Opdracht: Wat betekent de zon in de tegengestelde zin volgens het bronfragment? Antwoord alstublieft in een paar woorden.

Pag-aralan ang Sipi na ito

  
/ 10837  
  

8487. En de zon werd warm en het versmolt; dat dit betekent dat het verdwijnt volgens de graad van de groeiende begerigheid, staat vast uit de betekenis van het warm worden van de zon, dus de groeiende begerigheid, waarover hierna; en uit de betekenis van versmelten, dus verdwijnen.

Dat de zon werd warm, de groeiende begerigheid is, komt omdat de zon in de goede zin de hemelse liefde betekent en de oorzaak ervan is, dat de Heer de Zon is in het andere leven en de warmte die daaruit voortkomt, is het goede van de liefde en het licht het ware van het geloof; dat de Heer de Zon is en vandaar de hemelse liefde, zie de nrs. 1053, 1521, 1529-1531, 2120, 2441, 2495, 3636, 3643, 4060, 4321, 4696, 5084, 5097, 5377, 7078, 7083, 7171, 7173, 7270; vandaar is de zon in de tegengestelde zin de liefde van zich en van de wereld en is de warmte of het warm worden uit de zon in die zin de begerigheid.

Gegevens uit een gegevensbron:
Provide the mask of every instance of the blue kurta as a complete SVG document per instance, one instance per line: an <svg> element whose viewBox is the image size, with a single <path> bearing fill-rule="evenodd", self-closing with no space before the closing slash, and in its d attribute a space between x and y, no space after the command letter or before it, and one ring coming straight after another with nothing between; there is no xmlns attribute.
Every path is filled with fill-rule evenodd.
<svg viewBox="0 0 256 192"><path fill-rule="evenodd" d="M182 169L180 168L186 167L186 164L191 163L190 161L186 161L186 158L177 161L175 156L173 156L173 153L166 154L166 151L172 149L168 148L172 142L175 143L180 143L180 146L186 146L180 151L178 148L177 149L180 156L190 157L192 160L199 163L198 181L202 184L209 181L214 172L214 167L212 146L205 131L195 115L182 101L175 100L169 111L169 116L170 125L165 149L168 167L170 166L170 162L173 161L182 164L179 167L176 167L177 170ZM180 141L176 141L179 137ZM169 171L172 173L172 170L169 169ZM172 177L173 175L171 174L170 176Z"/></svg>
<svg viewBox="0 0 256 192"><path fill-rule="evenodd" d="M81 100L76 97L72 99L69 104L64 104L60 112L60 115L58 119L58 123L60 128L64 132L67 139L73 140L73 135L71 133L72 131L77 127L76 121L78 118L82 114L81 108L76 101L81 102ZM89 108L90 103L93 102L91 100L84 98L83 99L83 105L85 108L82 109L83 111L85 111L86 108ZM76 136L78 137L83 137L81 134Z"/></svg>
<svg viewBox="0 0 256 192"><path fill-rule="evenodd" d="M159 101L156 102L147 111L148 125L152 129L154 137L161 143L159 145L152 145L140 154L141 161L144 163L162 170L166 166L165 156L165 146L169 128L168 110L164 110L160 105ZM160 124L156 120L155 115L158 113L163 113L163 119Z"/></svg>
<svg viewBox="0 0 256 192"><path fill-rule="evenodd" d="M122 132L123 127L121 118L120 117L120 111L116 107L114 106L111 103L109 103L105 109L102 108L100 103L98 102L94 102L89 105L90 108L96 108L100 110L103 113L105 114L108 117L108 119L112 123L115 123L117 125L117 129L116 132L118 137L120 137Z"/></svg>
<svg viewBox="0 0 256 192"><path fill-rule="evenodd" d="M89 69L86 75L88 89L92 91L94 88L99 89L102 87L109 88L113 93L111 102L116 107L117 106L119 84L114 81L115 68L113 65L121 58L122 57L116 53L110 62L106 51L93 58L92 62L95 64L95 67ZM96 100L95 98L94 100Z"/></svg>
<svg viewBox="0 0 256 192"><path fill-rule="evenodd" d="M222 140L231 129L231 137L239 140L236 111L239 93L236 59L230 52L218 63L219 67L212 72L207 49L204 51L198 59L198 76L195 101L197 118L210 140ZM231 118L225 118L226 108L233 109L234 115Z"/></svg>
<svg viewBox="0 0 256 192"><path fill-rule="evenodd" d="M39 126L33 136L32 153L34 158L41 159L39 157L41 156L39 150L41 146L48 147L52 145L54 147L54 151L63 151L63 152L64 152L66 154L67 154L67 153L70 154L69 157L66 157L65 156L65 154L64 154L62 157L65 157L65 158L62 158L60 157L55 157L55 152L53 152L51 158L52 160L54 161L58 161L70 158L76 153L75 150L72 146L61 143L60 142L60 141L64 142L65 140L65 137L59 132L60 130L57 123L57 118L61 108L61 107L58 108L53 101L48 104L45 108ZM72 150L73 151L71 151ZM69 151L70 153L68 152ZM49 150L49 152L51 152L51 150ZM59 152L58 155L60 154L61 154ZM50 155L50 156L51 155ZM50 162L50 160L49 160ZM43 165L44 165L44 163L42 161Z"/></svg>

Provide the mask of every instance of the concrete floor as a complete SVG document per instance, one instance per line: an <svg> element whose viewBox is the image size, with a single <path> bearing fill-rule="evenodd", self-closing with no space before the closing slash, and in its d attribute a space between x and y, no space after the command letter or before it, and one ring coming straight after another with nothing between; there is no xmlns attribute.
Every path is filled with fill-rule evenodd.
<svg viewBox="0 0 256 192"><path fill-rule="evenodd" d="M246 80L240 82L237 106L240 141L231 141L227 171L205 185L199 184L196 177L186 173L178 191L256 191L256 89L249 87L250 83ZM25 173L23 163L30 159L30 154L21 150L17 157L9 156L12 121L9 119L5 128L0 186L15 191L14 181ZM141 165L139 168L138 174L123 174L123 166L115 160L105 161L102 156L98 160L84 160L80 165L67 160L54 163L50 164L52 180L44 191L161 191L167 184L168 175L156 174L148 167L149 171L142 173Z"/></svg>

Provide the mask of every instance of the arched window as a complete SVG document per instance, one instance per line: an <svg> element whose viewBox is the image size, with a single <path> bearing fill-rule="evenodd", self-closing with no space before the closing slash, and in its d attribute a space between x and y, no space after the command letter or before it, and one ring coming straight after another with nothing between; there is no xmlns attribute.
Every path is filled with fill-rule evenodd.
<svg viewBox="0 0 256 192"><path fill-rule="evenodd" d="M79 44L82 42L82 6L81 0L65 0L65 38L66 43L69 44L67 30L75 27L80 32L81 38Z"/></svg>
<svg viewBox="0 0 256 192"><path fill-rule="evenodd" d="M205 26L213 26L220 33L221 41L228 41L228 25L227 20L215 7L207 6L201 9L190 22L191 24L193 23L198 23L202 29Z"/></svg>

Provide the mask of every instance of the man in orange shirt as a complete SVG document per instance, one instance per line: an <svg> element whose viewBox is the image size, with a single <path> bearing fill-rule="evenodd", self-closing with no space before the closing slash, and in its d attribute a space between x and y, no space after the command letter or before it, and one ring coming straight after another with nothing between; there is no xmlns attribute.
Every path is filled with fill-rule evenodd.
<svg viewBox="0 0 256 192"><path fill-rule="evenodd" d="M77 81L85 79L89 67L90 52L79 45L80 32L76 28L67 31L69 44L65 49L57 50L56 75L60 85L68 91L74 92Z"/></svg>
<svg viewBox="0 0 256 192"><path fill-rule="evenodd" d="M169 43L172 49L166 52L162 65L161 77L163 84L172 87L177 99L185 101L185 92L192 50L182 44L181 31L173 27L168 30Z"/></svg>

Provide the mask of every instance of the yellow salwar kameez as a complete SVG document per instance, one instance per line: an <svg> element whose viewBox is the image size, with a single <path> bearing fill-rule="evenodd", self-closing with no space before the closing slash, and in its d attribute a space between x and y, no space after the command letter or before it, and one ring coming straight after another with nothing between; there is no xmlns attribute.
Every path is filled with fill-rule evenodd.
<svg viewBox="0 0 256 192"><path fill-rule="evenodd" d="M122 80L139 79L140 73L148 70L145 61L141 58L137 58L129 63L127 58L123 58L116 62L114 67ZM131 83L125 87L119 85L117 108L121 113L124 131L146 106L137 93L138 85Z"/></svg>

...

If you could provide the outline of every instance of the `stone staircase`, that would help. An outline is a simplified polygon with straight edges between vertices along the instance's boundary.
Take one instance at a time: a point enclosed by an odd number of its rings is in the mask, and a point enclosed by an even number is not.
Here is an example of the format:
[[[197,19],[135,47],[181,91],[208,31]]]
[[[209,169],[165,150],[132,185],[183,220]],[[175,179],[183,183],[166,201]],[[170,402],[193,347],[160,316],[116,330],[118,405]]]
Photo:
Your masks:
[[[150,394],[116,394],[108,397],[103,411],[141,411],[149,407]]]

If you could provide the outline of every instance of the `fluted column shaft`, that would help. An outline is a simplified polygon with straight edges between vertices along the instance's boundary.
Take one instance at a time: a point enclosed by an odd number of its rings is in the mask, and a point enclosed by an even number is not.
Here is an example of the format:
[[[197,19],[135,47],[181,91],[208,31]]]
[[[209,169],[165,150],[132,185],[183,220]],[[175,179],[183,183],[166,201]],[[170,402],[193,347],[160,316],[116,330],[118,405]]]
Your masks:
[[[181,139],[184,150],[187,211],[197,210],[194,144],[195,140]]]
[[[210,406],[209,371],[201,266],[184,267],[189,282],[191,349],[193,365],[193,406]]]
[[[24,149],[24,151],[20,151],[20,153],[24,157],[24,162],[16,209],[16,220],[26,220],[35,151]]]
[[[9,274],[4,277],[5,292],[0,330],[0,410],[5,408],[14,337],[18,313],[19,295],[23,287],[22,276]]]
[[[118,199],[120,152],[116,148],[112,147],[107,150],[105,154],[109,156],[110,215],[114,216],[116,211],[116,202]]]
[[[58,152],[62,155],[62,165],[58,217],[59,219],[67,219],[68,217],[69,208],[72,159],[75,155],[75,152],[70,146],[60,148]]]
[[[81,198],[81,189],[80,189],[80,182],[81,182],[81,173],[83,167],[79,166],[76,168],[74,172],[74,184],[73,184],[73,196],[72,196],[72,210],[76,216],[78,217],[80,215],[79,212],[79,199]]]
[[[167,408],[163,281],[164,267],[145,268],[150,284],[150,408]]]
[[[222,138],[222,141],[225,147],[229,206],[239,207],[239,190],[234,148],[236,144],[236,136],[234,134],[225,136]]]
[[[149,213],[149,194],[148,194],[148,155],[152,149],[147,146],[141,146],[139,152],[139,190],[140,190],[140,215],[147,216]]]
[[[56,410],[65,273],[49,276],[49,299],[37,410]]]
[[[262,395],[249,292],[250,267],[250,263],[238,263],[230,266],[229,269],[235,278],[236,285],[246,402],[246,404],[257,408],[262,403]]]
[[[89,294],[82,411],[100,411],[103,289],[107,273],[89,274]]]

Oplossing: De liefde van zich en van de wereld.